[Excerpts of location labeling data]
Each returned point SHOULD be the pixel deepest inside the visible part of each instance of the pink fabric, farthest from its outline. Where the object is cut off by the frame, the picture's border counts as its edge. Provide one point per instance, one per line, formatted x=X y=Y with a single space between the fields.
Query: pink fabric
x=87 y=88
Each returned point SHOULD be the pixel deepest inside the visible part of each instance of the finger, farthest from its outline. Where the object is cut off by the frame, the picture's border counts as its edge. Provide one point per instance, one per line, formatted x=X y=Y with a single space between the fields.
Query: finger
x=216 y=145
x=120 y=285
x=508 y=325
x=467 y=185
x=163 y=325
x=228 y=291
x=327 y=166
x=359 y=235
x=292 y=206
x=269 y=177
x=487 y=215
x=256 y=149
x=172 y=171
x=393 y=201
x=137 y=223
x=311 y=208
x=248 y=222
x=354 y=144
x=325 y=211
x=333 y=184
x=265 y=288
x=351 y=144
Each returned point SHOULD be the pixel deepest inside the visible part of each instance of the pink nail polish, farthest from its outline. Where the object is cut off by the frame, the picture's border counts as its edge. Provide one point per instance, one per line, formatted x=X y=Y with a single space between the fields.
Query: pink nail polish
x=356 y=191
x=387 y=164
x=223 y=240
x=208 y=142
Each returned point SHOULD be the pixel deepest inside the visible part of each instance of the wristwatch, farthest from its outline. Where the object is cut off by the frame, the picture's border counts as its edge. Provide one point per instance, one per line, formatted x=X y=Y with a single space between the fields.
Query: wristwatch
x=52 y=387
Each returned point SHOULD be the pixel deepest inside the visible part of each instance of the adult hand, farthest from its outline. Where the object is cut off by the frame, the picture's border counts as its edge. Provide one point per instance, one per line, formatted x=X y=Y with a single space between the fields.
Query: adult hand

Given instruction: Can you edit the lines from the one containing "the wristwatch, farthest" through the end of the entries, inclusive, replacing "outline" with "boundary" and changing nothing else, and return only those lines?

Response to this exercise:
Each returned point SHOULD be the pixel deepest inside the visible part of each instance of the wristwatch, farthest from its boundary. Where the object is cut off by the frame, the picture's border counts as its edge. Provide one point per instance, one per line, formatted x=X y=Y with a single space between the fields.
Query: wristwatch
x=52 y=387
Each returned point SHOULD be the pixel deepest inside the visible part of each instance of the adult hand, farthest from its boundary. Where the object is cut off by the frame, the picture's border counts as its edge. Provide one point per instance, one per line, formatted x=X y=Y with a single space between the fields.
Query: adult hand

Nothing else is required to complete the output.